**EXCERPTED DATA**:
##############################

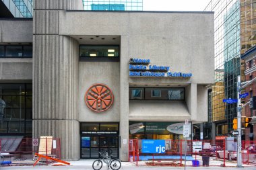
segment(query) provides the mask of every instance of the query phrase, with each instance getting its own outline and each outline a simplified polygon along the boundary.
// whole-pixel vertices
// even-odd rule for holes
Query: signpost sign
[[[248,95],[249,95],[249,93],[245,93],[239,95],[239,97],[240,97],[240,98],[245,98]]]
[[[238,131],[233,131],[233,132],[232,132],[232,134],[234,136],[238,135]]]
[[[231,98],[229,98],[228,99],[223,99],[223,102],[227,103],[229,103],[229,104],[232,104],[232,103],[237,103],[237,99],[231,99]]]
[[[183,137],[189,138],[190,134],[190,124],[183,125]]]
[[[143,153],[165,153],[164,140],[142,140]]]

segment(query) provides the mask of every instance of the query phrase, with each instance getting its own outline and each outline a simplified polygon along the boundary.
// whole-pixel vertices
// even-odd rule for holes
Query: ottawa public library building
[[[214,13],[83,11],[34,0],[0,19],[1,137],[60,138],[61,159],[128,160],[129,139],[183,139],[207,121]]]

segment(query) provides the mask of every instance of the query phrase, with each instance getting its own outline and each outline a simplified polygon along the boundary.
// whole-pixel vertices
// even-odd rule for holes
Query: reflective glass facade
[[[31,135],[32,83],[0,84],[0,135]]]
[[[143,11],[143,0],[82,0],[84,10]]]
[[[232,130],[236,117],[234,104],[225,104],[223,99],[236,98],[236,77],[241,75],[240,2],[213,0],[205,11],[214,11],[215,85],[212,91],[212,115],[218,135]]]
[[[236,97],[237,76],[245,81],[245,62],[241,54],[256,44],[255,0],[212,0],[205,11],[214,11],[215,85],[211,93],[210,122],[216,123],[216,135],[232,131],[236,103],[223,99]]]
[[[14,17],[32,17],[32,0],[1,0]]]

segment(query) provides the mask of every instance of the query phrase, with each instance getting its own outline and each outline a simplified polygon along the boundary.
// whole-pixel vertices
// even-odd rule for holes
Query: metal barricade
[[[28,137],[0,138],[0,153],[4,156],[5,160],[35,160],[36,153],[61,159],[60,139]]]

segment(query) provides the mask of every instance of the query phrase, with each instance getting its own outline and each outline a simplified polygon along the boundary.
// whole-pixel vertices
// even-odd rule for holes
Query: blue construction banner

##############################

**WRITTEN REQUEST**: Update the lines above by replacing "metal barricade" with "steel crowd barrier" and changing nothing else. Leave the pictures out.

**PROBLEM SOLUTION**:
segment(query) provides the mask of every instance of the query phrase, with each instance getting its own outline and each outline a simplified polygon along the boundary.
// whole-pixel vertices
// even-odd rule for holes
Query: signpost sign
[[[248,95],[249,95],[249,93],[245,93],[239,95],[239,97],[240,97],[240,98],[245,98]]]
[[[238,131],[233,131],[233,132],[232,132],[232,134],[234,136],[238,135]]]
[[[231,98],[229,98],[228,99],[223,99],[223,102],[227,103],[229,103],[229,104],[232,104],[232,103],[237,103],[237,99],[231,99]]]
[[[183,137],[189,138],[190,134],[190,124],[183,125]]]
[[[143,153],[165,153],[164,140],[142,140]]]

segment(query) provides the mask of every instance of the query phrase, with each instance getting its own outline and each outline a simplified polygon along the boundary.
// whole-pixel vertices
// even-odd rule for holes
Query: ottawa public library building
[[[214,13],[83,11],[34,0],[0,19],[1,137],[60,138],[61,159],[128,160],[129,139],[183,139],[207,121]]]

segment(query) provides the mask of every instance of the query phrase, with each instance getting its own outline and each outline a simplified polygon along the boundary.
// whole-pixel vertices
// even-odd rule for holes
Query: reflective glass facade
[[[31,135],[32,83],[0,84],[0,135]]]
[[[143,11],[143,0],[82,0],[84,10]]]
[[[232,130],[236,117],[234,104],[225,104],[223,99],[236,98],[236,77],[241,75],[240,2],[213,0],[205,11],[214,11],[215,85],[212,91],[212,115],[218,135]]]
[[[236,97],[237,76],[245,81],[245,62],[241,54],[256,44],[255,0],[212,0],[205,11],[214,11],[215,85],[211,93],[210,122],[216,123],[216,135],[232,131],[236,103],[223,99]]]
[[[14,17],[32,17],[32,0],[1,0]]]

segment(query) provides the mask of every instance of the query phrase, with each instance getting its own outline and each outline a simplified polygon along the boundary.
// whole-pixel vertices
// even-odd rule for holes
Query: steel crowd barrier
[[[28,137],[0,138],[0,153],[4,156],[5,160],[35,160],[36,153],[61,159],[60,139]]]

segment(query) provides the mask of every instance of the query phrase, with each instance getting its own outline and each outline a simplified polygon along the boundary.
// whole-pixel vertices
// even-odd rule for holes
Query: blue construction banner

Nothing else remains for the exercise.